-- BEGIN Material for this task --
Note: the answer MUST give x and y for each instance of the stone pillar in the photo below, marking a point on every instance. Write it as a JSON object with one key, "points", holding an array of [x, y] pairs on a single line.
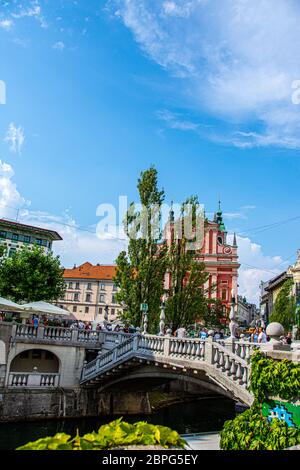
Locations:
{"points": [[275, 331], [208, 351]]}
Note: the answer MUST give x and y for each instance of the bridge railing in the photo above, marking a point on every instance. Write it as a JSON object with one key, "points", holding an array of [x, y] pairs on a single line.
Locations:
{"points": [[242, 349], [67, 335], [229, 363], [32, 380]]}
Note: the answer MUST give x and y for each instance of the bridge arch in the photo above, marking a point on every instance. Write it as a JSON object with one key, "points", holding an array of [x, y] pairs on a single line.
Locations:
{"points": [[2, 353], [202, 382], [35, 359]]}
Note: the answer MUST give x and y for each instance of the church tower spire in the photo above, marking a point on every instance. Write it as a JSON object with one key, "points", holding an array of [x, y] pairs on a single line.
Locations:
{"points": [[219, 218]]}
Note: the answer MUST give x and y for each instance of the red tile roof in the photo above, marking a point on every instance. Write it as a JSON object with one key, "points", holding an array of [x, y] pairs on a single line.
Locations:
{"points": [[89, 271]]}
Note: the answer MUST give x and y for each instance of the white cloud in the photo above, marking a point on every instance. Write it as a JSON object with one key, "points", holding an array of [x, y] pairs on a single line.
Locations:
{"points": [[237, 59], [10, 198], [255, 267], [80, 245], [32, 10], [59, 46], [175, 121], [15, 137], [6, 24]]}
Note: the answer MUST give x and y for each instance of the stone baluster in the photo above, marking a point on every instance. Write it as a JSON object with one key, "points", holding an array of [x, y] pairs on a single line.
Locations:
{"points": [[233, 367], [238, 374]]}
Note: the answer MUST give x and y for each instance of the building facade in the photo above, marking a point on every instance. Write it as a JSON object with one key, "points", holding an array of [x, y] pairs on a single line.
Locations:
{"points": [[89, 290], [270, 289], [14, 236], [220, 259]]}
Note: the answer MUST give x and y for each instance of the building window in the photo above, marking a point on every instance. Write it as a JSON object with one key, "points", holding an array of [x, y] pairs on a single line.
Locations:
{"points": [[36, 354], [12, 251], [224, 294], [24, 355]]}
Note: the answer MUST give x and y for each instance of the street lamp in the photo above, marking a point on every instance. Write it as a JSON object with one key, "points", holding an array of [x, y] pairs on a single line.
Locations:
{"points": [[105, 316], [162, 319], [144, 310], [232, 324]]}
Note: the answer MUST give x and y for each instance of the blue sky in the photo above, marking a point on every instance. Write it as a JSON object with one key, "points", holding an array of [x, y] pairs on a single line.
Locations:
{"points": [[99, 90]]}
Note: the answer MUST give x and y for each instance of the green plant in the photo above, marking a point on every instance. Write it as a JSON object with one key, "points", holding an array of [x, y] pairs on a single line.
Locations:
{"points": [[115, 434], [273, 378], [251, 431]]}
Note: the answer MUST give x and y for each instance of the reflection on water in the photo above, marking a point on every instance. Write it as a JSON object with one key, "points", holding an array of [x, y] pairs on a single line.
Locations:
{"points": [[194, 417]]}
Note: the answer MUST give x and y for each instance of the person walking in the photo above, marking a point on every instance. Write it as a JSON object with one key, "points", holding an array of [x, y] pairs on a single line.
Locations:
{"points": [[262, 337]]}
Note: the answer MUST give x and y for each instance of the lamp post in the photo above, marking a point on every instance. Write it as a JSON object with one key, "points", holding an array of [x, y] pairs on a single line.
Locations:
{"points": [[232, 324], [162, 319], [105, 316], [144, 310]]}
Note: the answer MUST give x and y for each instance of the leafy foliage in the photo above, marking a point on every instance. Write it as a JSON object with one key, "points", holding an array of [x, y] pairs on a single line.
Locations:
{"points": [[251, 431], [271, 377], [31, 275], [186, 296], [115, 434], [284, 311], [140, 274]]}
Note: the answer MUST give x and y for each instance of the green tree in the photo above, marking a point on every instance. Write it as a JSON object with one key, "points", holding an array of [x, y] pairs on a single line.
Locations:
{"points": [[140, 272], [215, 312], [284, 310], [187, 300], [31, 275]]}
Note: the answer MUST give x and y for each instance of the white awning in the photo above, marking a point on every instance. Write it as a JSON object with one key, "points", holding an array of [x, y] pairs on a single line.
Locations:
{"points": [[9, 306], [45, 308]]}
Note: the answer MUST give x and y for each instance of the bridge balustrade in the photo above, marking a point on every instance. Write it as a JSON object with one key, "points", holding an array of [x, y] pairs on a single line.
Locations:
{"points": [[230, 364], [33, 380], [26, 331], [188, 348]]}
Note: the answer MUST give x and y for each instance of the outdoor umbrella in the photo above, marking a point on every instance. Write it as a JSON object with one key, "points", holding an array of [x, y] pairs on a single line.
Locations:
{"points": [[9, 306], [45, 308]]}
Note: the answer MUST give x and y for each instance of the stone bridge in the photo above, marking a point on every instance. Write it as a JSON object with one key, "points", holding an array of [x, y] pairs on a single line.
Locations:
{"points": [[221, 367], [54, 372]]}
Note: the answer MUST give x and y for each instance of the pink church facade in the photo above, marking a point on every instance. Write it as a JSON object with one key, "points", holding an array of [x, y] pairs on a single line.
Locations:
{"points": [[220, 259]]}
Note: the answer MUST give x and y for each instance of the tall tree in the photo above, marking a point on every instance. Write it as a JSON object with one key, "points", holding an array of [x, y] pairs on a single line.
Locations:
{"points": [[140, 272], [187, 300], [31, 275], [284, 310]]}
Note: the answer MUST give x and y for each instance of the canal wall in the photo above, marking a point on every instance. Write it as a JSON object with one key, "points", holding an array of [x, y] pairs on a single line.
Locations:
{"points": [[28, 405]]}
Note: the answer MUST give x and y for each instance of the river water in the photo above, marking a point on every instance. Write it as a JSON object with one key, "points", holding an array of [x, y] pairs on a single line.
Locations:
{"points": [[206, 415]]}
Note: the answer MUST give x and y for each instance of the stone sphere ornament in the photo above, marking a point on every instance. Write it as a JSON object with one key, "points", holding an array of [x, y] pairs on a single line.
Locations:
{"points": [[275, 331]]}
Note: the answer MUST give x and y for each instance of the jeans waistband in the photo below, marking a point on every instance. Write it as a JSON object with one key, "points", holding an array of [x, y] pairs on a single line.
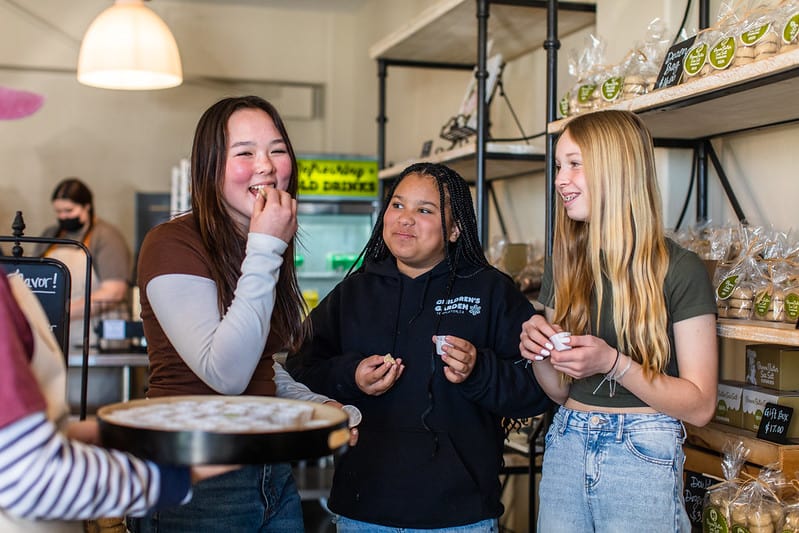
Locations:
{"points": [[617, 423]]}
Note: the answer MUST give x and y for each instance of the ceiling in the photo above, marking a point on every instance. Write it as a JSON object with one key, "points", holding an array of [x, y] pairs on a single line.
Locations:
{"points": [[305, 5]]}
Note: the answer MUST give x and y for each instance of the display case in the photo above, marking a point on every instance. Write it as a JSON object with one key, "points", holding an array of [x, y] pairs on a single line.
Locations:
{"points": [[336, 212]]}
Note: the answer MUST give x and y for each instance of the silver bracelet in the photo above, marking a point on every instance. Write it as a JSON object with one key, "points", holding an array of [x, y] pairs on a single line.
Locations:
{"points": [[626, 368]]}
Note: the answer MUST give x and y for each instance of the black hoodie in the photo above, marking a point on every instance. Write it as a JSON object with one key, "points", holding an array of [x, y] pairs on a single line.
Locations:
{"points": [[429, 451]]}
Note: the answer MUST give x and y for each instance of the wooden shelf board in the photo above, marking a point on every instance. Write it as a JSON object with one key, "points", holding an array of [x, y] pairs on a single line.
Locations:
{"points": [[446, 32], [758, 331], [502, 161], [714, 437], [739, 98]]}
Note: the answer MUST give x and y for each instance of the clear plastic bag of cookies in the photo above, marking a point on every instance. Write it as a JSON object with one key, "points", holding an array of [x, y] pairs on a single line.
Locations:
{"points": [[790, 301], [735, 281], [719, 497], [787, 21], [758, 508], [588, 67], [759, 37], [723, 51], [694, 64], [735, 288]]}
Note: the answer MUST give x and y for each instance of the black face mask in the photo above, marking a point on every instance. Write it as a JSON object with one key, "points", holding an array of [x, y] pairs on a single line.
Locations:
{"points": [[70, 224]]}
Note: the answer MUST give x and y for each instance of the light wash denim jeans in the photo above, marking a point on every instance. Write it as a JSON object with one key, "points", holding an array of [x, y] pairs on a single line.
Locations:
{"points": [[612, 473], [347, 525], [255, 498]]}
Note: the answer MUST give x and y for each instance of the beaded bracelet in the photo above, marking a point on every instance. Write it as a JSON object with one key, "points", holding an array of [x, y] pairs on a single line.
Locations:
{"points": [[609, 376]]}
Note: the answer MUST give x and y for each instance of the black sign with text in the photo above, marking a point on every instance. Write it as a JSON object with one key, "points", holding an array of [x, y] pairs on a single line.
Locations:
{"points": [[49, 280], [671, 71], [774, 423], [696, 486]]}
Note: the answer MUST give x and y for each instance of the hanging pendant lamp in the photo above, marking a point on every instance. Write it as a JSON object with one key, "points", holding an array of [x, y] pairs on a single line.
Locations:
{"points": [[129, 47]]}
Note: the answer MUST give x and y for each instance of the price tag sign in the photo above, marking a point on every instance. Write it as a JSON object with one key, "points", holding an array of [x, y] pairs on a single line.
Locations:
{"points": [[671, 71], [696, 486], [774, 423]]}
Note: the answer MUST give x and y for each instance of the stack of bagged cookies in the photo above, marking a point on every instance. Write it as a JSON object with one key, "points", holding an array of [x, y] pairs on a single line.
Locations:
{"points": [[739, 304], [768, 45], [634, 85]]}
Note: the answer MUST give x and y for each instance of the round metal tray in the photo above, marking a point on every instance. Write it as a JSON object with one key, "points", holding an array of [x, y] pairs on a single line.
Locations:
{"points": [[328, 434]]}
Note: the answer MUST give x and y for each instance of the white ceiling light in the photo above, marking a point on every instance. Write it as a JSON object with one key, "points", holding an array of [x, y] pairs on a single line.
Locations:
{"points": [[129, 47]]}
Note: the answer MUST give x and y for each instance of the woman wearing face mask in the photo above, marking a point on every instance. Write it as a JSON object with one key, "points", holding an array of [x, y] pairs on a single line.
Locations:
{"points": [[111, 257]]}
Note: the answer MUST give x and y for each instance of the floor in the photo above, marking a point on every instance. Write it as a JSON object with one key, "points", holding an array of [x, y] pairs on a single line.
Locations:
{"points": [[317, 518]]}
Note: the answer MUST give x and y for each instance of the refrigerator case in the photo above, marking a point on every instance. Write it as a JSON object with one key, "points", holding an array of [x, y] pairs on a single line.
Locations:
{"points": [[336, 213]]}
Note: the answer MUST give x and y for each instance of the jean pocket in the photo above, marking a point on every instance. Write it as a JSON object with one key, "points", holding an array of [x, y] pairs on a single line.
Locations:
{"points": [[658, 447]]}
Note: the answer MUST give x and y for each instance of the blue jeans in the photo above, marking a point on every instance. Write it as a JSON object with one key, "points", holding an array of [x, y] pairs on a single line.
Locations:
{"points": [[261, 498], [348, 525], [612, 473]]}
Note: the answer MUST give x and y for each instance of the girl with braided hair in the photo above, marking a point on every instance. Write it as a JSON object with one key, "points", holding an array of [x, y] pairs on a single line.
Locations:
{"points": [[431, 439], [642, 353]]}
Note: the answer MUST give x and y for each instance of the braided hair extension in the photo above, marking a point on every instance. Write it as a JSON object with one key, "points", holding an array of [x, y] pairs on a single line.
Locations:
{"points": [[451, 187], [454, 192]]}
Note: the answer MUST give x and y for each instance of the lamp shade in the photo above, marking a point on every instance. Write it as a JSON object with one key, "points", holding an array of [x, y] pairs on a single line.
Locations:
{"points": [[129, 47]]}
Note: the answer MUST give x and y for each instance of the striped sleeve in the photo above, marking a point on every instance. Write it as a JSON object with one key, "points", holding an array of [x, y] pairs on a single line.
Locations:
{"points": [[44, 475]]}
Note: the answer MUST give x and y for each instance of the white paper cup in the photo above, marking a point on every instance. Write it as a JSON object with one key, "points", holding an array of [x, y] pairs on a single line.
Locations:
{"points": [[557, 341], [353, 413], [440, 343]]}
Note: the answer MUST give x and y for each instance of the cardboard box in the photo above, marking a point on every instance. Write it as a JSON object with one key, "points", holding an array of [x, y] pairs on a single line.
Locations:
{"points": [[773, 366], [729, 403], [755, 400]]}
-- END Material for this task --
* _Problem details_
From the line containing "the white paper" down to the final line of the data, write out every line exactly; both the first and last of these belong in your answer, and nothing else does.

* _Response to this exercise_
Note: the answer MUST give x and y for each instance of the white paper cup in the photo above, marking a point on every instance. Write it as a JSON object with one key, "points", holding an array of [x, y] pairs on a single line.
Locations:
{"points": [[557, 341], [353, 413], [440, 343]]}
Note: the answer MUST give x and y for each instance of the cardboard box in the photo above, marking a point on every instance. Write it as a JSON object with one key, "points", holding an array of [x, y] pairs on a single line.
Locations:
{"points": [[773, 366], [729, 403], [755, 400]]}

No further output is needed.